— Start —

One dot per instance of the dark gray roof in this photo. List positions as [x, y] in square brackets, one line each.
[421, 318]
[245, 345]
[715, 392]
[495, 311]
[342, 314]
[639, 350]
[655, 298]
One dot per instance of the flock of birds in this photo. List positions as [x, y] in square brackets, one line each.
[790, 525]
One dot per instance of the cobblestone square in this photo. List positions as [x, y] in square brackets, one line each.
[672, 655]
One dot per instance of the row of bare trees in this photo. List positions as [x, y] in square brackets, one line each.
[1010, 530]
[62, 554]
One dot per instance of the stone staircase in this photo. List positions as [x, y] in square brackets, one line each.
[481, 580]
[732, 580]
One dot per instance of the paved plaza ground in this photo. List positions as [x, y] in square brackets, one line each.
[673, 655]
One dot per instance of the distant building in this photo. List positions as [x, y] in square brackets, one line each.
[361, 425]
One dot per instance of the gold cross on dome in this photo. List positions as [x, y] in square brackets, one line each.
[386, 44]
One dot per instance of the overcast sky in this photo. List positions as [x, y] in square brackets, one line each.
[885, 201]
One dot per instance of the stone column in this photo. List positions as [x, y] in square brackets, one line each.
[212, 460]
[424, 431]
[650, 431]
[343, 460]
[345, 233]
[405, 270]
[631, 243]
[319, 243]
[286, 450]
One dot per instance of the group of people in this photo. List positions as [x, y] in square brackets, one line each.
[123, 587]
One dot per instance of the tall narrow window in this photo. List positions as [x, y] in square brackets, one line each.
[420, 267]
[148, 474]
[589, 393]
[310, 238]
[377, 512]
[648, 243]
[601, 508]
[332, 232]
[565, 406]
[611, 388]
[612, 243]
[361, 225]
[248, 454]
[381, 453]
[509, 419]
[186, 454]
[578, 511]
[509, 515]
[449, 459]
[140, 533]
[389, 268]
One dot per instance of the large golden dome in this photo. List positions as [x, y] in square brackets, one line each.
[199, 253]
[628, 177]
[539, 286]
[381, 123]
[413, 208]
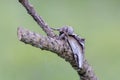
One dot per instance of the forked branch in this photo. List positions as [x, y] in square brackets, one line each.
[51, 43]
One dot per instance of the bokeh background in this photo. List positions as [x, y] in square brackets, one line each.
[98, 21]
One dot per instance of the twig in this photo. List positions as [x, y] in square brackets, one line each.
[50, 43]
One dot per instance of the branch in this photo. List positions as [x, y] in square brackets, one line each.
[58, 47]
[51, 43]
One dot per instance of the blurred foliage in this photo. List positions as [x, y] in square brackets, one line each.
[98, 21]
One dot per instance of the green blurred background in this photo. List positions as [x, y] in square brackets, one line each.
[98, 21]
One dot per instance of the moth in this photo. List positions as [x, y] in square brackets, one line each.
[76, 43]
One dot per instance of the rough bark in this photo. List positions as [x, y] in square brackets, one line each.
[51, 43]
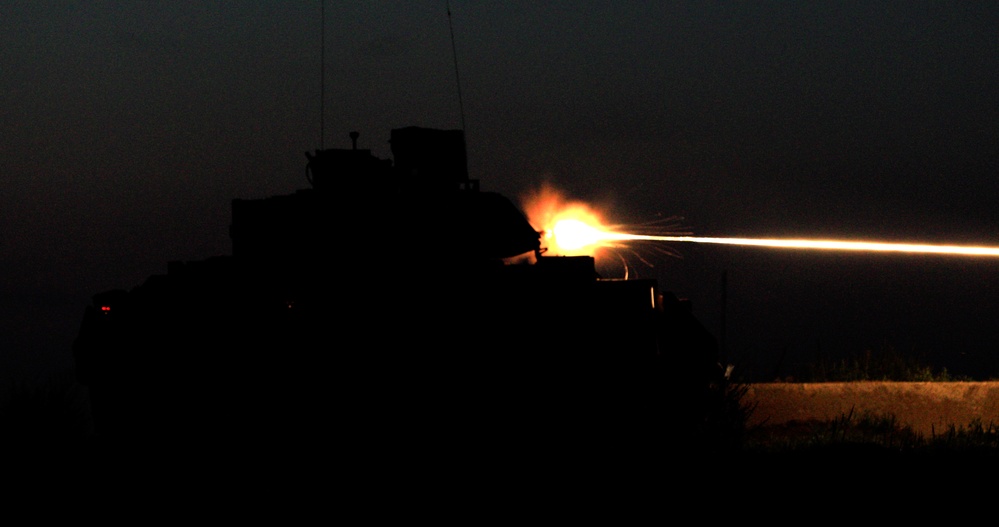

— End —

Return, unchanged, each line of the items above that contains the word "branch".

One dot per instance of the forked branch in this photo. List positions as [x, y] in square brackets, one line each.
One dot per instance of the branch in this photo. List positions as [x, y] in square brackets, one line each.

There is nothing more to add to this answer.